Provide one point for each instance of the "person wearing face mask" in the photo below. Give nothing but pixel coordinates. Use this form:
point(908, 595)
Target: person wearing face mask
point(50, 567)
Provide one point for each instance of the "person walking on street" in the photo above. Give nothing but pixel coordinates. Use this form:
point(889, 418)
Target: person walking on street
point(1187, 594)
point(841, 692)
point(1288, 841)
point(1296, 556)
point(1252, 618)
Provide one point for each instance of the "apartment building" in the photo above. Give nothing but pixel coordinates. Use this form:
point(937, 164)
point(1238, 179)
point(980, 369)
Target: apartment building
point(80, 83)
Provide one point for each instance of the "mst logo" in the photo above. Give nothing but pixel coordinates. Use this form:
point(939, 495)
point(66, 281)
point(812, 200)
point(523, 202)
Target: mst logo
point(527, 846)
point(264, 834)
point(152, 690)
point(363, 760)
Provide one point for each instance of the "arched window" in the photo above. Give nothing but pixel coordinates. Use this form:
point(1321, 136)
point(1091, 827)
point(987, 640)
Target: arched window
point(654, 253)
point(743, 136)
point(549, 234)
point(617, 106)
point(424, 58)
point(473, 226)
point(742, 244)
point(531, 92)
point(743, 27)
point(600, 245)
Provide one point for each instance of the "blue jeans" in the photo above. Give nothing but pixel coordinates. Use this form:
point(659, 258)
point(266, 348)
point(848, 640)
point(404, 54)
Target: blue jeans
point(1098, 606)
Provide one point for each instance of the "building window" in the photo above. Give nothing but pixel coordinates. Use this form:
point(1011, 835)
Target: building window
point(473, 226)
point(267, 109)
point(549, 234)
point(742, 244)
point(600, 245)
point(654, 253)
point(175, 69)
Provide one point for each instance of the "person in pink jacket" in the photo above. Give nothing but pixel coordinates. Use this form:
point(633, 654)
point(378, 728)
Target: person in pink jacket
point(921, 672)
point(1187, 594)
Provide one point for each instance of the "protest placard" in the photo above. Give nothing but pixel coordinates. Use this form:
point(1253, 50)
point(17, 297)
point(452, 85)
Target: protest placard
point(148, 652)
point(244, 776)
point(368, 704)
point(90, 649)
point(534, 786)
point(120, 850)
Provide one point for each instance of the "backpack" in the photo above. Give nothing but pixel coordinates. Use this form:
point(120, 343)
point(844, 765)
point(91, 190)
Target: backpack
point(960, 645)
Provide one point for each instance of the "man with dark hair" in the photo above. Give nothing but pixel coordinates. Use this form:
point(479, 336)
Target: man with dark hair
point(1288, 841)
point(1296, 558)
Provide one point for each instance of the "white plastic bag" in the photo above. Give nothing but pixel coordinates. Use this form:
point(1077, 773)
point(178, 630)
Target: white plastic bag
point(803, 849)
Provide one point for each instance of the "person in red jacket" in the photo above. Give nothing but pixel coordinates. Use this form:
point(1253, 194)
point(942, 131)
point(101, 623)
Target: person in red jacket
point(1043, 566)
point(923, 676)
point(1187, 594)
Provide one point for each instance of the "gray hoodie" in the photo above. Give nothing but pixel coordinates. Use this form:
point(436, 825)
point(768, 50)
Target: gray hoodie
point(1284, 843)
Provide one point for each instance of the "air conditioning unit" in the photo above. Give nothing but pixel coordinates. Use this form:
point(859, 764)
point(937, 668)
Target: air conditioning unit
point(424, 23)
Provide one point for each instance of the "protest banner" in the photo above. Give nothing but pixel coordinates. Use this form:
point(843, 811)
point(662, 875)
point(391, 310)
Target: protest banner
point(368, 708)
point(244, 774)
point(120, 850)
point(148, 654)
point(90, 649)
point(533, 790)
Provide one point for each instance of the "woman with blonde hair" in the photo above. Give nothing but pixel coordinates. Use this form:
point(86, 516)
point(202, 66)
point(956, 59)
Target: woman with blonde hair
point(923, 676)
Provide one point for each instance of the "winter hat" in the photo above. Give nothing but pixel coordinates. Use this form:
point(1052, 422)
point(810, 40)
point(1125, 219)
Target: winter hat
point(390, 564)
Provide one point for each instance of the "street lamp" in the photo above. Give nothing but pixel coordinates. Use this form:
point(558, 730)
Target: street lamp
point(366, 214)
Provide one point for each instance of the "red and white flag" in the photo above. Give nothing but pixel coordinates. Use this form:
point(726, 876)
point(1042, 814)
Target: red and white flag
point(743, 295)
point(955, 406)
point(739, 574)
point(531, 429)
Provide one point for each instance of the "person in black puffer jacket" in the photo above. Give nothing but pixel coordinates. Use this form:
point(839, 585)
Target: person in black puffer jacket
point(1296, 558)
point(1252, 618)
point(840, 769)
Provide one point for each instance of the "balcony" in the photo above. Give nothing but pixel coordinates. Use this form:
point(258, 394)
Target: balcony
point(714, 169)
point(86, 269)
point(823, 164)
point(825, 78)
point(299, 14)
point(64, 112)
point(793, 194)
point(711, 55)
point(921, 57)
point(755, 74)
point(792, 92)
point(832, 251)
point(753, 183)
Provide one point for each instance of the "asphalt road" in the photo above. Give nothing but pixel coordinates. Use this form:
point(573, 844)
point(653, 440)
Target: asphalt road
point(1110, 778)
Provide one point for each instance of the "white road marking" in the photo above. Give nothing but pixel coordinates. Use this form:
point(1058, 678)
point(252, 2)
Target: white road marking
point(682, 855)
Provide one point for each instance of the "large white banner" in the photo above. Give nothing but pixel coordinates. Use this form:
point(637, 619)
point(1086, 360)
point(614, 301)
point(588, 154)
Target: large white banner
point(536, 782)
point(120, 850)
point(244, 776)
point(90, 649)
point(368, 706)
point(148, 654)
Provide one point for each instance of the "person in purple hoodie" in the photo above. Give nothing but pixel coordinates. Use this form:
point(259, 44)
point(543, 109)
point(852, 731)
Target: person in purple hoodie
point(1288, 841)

=-=-=

Task directions: Repeat the lines from the first one in the records through the line containing "point(889, 418)", exactly as written, and nothing else.

Answer:
Provide one point for each instance of the "person wearing face mask" in the photo below. Give nothing but pixel coordinates. Use this form:
point(908, 595)
Target: person wearing face mask
point(50, 567)
Provide one point for each instance of the "person walking on street" in the photo above. Give nothing but pixel coordinates. Use this form:
point(889, 418)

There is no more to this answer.